══ Données d'entrée

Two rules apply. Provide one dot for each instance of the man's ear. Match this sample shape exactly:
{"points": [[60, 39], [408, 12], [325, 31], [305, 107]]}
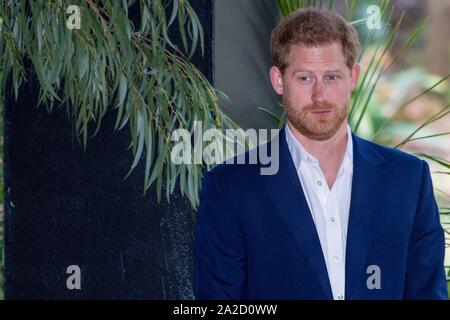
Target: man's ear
{"points": [[276, 78], [355, 75]]}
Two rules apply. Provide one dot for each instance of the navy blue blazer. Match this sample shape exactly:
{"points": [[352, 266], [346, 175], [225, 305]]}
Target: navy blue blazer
{"points": [[255, 237]]}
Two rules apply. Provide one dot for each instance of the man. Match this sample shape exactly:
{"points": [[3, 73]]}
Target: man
{"points": [[343, 218]]}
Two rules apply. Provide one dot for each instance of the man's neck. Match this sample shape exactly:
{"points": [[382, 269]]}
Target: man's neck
{"points": [[329, 152]]}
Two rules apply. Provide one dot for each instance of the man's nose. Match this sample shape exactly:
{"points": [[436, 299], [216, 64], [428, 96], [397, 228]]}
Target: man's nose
{"points": [[318, 91]]}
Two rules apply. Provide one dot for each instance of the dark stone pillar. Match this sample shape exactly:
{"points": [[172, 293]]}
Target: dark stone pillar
{"points": [[65, 206]]}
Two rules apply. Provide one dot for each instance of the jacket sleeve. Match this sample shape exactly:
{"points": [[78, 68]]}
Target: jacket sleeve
{"points": [[425, 274], [220, 251]]}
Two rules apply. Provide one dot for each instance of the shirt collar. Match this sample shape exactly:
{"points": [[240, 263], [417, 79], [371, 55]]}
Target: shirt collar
{"points": [[299, 153]]}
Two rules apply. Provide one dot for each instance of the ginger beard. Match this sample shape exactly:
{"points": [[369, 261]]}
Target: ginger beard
{"points": [[312, 126]]}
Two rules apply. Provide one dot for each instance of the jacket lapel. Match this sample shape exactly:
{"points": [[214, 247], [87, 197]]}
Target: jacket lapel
{"points": [[366, 199], [286, 193]]}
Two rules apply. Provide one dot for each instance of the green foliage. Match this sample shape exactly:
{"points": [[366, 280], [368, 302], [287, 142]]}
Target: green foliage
{"points": [[364, 95], [110, 64]]}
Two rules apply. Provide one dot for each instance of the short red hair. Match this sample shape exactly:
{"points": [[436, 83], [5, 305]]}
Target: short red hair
{"points": [[313, 27]]}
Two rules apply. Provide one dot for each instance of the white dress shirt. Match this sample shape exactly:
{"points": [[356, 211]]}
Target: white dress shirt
{"points": [[329, 208]]}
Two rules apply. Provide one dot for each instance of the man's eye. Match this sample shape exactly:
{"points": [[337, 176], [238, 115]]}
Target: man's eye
{"points": [[332, 77]]}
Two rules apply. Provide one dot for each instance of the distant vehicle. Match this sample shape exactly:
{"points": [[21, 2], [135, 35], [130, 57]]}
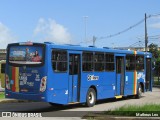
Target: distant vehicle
{"points": [[67, 74], [2, 74]]}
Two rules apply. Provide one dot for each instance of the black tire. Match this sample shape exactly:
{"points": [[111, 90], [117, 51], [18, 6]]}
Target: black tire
{"points": [[91, 98], [139, 91]]}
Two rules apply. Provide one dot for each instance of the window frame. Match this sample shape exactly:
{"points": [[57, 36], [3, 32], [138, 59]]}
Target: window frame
{"points": [[110, 62], [59, 61], [134, 62]]}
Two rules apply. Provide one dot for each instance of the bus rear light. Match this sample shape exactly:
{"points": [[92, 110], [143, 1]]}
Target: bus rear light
{"points": [[43, 84], [7, 82]]}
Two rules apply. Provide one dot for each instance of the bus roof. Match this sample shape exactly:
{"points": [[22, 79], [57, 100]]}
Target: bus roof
{"points": [[93, 48], [90, 48]]}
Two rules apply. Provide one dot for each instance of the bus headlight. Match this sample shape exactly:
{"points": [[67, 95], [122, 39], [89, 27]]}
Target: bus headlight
{"points": [[7, 82], [43, 84]]}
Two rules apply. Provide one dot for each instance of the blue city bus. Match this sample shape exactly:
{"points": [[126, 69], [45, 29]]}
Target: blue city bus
{"points": [[68, 74]]}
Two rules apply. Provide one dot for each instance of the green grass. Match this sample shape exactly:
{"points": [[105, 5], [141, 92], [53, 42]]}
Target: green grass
{"points": [[2, 95], [132, 110]]}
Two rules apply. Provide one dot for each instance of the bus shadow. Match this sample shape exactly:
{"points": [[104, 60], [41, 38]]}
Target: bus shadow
{"points": [[46, 107]]}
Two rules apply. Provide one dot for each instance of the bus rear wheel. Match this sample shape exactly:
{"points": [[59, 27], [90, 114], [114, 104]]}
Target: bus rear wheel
{"points": [[91, 98]]}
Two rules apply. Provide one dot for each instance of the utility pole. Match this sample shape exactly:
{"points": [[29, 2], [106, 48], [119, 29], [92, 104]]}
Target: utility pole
{"points": [[94, 40], [146, 37], [85, 29]]}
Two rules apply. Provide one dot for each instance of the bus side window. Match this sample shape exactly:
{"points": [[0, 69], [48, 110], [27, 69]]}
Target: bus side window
{"points": [[140, 63], [3, 67], [109, 62], [59, 60], [99, 61], [87, 61], [130, 62]]}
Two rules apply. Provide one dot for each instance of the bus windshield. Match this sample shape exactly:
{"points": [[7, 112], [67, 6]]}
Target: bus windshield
{"points": [[25, 54]]}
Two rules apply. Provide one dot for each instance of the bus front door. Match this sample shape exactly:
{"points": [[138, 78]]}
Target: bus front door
{"points": [[120, 74], [74, 77]]}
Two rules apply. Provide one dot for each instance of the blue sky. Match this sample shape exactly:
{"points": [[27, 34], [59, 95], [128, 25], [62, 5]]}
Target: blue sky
{"points": [[62, 21]]}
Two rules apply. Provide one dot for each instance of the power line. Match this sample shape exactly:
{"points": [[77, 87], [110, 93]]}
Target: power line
{"points": [[123, 31]]}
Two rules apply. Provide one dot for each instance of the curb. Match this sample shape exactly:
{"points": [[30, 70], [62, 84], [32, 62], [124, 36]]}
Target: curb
{"points": [[113, 117]]}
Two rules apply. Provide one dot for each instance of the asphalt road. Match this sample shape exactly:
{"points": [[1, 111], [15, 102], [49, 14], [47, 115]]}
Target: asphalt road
{"points": [[79, 110]]}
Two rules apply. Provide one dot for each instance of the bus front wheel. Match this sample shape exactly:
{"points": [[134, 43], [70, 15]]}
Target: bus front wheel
{"points": [[91, 98]]}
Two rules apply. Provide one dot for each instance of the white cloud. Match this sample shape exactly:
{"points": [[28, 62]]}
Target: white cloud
{"points": [[5, 36], [50, 30], [155, 25]]}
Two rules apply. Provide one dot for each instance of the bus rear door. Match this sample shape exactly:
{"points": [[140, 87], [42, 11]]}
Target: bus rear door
{"points": [[148, 74], [120, 74], [74, 77]]}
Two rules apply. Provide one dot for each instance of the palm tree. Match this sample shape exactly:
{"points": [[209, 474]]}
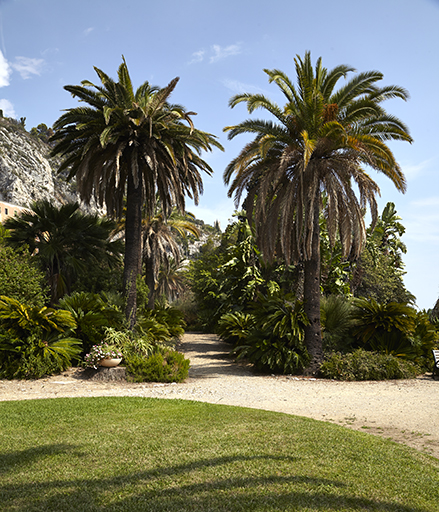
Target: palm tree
{"points": [[160, 245], [134, 145], [171, 282], [63, 240], [320, 141]]}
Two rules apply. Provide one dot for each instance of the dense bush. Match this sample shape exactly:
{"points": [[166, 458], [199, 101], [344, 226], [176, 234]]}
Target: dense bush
{"points": [[395, 329], [336, 318], [365, 365], [19, 277], [34, 341], [93, 314], [272, 338], [236, 327], [167, 366]]}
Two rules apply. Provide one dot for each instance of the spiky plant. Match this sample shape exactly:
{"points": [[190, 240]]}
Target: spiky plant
{"points": [[321, 140]]}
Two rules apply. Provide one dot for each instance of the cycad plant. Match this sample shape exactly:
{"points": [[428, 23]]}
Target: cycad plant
{"points": [[336, 318], [126, 145], [35, 341]]}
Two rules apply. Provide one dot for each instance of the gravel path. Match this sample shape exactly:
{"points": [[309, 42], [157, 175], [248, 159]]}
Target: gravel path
{"points": [[404, 410]]}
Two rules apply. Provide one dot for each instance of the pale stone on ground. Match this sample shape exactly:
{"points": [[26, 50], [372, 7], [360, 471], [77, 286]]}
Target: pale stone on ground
{"points": [[403, 410]]}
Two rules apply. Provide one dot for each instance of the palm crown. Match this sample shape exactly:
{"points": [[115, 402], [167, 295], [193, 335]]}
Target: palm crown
{"points": [[132, 145]]}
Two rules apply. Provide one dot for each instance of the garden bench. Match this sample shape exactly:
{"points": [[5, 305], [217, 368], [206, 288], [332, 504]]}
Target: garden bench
{"points": [[436, 362]]}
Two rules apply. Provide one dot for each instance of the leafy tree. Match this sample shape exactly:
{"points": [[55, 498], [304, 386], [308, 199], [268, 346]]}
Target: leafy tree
{"points": [[93, 314], [160, 246], [380, 269], [20, 278], [63, 240], [319, 141], [134, 145], [395, 329], [42, 132], [34, 340], [171, 282]]}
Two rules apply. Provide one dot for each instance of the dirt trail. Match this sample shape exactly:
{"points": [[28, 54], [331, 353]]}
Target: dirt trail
{"points": [[402, 410]]}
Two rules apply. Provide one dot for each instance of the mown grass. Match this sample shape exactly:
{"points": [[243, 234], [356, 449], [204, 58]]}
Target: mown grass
{"points": [[142, 454]]}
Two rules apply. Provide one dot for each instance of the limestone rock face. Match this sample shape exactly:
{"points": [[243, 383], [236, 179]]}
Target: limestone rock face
{"points": [[26, 172]]}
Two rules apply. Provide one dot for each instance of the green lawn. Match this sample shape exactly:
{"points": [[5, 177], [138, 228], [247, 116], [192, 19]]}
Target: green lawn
{"points": [[142, 454]]}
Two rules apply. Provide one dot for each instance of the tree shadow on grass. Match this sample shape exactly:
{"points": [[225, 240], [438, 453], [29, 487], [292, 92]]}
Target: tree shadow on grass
{"points": [[13, 460], [169, 488]]}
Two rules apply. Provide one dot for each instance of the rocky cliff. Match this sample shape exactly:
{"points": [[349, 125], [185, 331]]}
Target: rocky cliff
{"points": [[26, 171]]}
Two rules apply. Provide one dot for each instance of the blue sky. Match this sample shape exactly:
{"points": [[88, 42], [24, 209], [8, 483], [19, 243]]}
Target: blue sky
{"points": [[220, 48]]}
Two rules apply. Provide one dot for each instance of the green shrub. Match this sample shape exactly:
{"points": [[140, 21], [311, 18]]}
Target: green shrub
{"points": [[396, 329], [169, 366], [19, 277], [235, 327], [93, 314], [276, 343], [364, 365], [33, 358], [336, 318]]}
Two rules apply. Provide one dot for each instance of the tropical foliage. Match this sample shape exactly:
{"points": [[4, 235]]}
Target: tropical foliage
{"points": [[34, 341], [320, 140], [365, 365], [127, 145], [63, 241], [20, 278]]}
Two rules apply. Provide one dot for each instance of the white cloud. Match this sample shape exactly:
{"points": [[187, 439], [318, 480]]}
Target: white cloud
{"points": [[427, 201], [197, 57], [240, 87], [413, 171], [8, 108], [216, 53], [220, 52], [5, 71], [28, 67]]}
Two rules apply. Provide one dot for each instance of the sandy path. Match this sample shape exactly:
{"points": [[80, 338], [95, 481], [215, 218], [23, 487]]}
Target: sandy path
{"points": [[405, 410]]}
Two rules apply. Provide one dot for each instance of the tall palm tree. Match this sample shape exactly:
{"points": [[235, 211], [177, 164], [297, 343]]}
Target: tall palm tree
{"points": [[319, 141], [132, 144], [63, 240], [160, 245]]}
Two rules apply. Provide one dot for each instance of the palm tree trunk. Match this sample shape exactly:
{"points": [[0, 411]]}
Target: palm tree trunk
{"points": [[133, 248], [150, 272], [313, 331]]}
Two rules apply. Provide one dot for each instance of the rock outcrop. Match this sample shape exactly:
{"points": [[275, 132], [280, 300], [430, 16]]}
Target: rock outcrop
{"points": [[26, 172]]}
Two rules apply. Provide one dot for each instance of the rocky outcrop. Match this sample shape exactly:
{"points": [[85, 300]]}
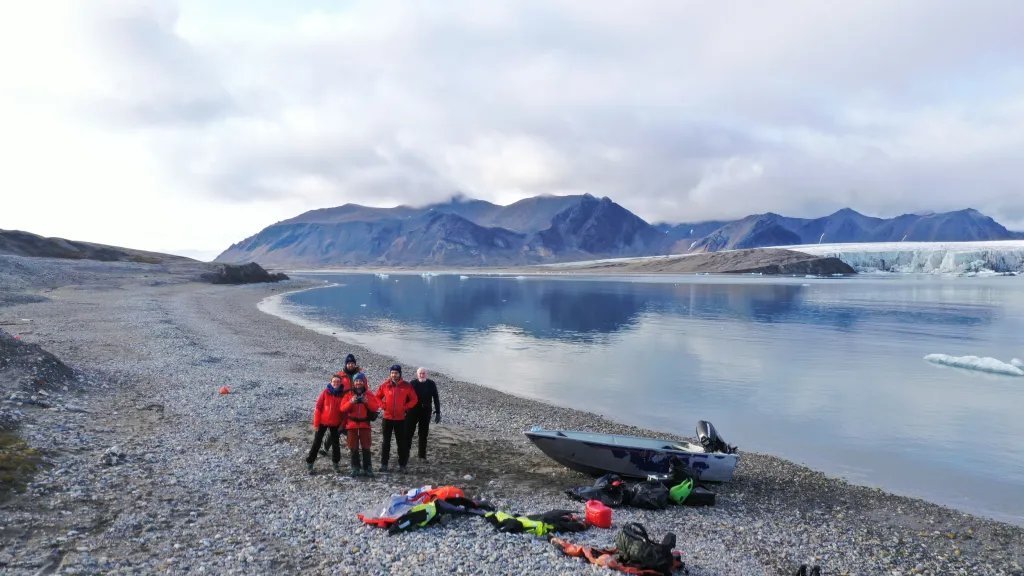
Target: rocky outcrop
{"points": [[17, 243], [250, 273]]}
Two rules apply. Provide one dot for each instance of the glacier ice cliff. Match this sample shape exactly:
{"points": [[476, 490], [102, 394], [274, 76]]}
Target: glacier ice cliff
{"points": [[926, 257]]}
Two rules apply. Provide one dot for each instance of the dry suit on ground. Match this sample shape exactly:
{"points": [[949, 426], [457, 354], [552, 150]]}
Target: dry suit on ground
{"points": [[437, 510]]}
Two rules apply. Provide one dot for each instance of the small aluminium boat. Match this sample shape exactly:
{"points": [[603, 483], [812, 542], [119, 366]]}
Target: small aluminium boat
{"points": [[631, 456]]}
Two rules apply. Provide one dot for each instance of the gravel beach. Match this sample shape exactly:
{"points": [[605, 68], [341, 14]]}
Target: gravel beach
{"points": [[199, 482]]}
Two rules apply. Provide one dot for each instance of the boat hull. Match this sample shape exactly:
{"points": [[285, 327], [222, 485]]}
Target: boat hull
{"points": [[599, 454]]}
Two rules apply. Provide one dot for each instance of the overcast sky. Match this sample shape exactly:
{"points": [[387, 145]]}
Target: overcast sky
{"points": [[190, 125]]}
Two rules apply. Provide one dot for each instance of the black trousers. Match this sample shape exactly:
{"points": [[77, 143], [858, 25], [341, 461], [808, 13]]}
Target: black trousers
{"points": [[397, 427], [318, 440], [418, 417]]}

════

*Consignes*. Recopiez sans aucune modification les lignes de la liste, depuis celle qui contient "of the boat" jusqu'à la fin de la liste.

*Réponse complète*.
Two rules apply. Provide one dot for each instance of the boat hull. Match this sample shape exactly:
{"points": [[285, 327], [222, 485]]}
Target: boat hull
{"points": [[599, 454]]}
Two rules apply. Provide one dot for each instance of the overcast sky. Match this sample shape exactly:
{"points": [[387, 145]]}
Target: overcast sky
{"points": [[190, 125]]}
Two rules apply. Provide one dot for each instance of the black trousers. Match this sample shape exactly:
{"points": [[77, 143], [858, 25], [341, 461], [808, 13]]}
Target: black trousers
{"points": [[397, 427], [318, 440], [418, 417]]}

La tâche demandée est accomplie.